Aim:
Rewrite the material below, swapping "Ground every" for "Mark each" wherever it appears and leaving everything else as it is. Omit the pictures from your output.

** Start Data to use **

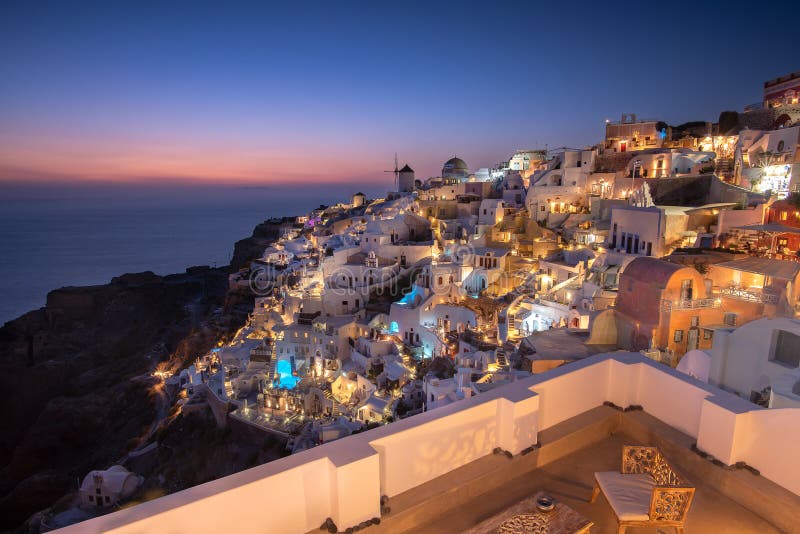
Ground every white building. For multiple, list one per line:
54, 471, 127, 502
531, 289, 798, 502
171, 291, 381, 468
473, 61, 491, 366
80, 465, 144, 508
709, 318, 800, 407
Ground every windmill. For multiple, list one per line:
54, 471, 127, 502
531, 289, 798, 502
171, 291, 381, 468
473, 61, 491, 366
383, 152, 400, 191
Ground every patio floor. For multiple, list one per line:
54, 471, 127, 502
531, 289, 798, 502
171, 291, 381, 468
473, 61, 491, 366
409, 434, 780, 534
369, 406, 800, 534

** End Data to use **

Solution for this task:
Mark each white building. For multiple, list one per line:
54, 471, 127, 502
531, 289, 798, 502
171, 291, 381, 468
473, 61, 491, 366
80, 465, 144, 508
709, 318, 800, 407
Mark each windmill. For multiple, list one per line:
54, 471, 127, 502
531, 289, 798, 502
171, 291, 381, 468
473, 61, 491, 366
383, 152, 400, 191
Mark each patio floor. For multiple, list one per line:
54, 471, 127, 502
531, 289, 798, 502
171, 291, 381, 468
473, 61, 491, 366
409, 434, 780, 534
369, 406, 800, 534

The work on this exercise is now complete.